[START DATA EXCERPTS]

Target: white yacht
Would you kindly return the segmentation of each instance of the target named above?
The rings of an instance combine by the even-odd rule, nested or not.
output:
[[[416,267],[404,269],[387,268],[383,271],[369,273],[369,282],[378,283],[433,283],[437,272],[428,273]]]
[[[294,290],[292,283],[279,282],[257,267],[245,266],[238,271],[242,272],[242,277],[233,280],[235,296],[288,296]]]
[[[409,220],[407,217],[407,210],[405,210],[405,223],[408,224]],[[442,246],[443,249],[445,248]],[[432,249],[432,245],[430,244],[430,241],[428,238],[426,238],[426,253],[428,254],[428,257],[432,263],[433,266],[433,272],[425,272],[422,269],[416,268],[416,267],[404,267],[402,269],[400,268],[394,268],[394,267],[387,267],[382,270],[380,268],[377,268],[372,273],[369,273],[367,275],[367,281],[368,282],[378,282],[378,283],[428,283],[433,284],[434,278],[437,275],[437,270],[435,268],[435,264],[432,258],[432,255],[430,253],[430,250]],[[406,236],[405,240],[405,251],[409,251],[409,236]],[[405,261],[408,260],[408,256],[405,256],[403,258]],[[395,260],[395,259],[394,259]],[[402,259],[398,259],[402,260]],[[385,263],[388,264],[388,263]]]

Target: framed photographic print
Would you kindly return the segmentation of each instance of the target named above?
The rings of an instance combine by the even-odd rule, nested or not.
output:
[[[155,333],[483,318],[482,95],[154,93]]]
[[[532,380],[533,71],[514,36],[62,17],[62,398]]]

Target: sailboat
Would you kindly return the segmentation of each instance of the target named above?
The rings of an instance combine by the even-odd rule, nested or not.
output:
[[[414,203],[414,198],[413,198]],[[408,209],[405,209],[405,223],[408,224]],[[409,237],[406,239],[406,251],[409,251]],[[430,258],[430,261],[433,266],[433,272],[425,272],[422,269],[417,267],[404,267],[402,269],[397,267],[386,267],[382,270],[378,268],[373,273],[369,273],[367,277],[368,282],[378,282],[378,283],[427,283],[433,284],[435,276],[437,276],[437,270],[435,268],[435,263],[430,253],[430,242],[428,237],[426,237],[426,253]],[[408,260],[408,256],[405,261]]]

[END DATA EXCERPTS]

** BRIEF **
Rewrite every line of the rows above as a Markdown table with two columns, No. and Line, giving each line its number and leaving out the blank lines.

** TASK RESPONSE **
| No. | Line |
|---|---|
| 1 | Target: white yacht |
| 2 | Would you kindly return the segmentation of each instance of the target named above? |
| 3 | The rings of an instance combine by the even-odd rule, nested or not. |
| 4 | output: |
| 5 | [[[416,267],[404,269],[387,268],[383,271],[369,273],[369,282],[378,283],[433,283],[437,272],[428,273]]] |
| 6 | [[[294,290],[292,283],[279,282],[257,267],[245,266],[238,271],[242,272],[242,277],[233,280],[235,296],[288,296]]] |
| 7 | [[[409,220],[407,217],[407,210],[405,210],[405,223],[408,224]],[[442,246],[443,249],[445,248]],[[432,249],[432,245],[430,244],[430,241],[428,238],[426,238],[426,253],[428,254],[428,257],[432,263],[433,266],[433,272],[425,272],[422,269],[416,268],[416,267],[404,267],[402,269],[400,268],[394,268],[394,267],[387,267],[382,270],[380,268],[377,268],[372,273],[369,273],[367,275],[367,281],[368,282],[378,282],[378,283],[428,283],[433,284],[434,278],[437,275],[437,270],[435,268],[435,264],[432,258],[432,255],[430,253],[430,250]],[[406,236],[405,240],[405,251],[409,251],[409,236]],[[405,261],[408,260],[408,256],[405,256],[403,258]],[[395,260],[395,259],[394,259]],[[402,259],[398,259],[402,260]],[[385,263],[388,264],[388,263]]] |
| 8 | Target: framed photographic print |
| 9 | Would you kindly return the segmentation of each instance of the target named above? |
| 10 | The rings of an instance combine by the even-odd rule, nested or not. |
| 11 | output: |
| 12 | [[[155,333],[483,318],[482,95],[154,93]]] |
| 13 | [[[532,380],[533,71],[514,36],[62,17],[62,398]]] |
| 14 | Target: sailboat |
| 15 | Would you kindly return the segmentation of each instance of the target named above? |
| 16 | The rings of an instance combine by the even-odd rule, nested or not. |
| 17 | output: |
| 18 | [[[414,203],[414,198],[413,198]],[[408,209],[405,209],[405,223],[408,224]],[[409,237],[406,239],[406,251],[409,251]],[[430,258],[430,261],[433,266],[433,272],[425,272],[422,269],[417,267],[404,267],[402,269],[397,267],[386,267],[382,270],[378,268],[373,273],[369,273],[367,277],[368,282],[378,282],[378,283],[427,283],[433,284],[435,276],[437,276],[437,270],[435,268],[435,263],[430,253],[430,242],[428,237],[426,237],[426,253]],[[408,260],[408,256],[405,261]]] |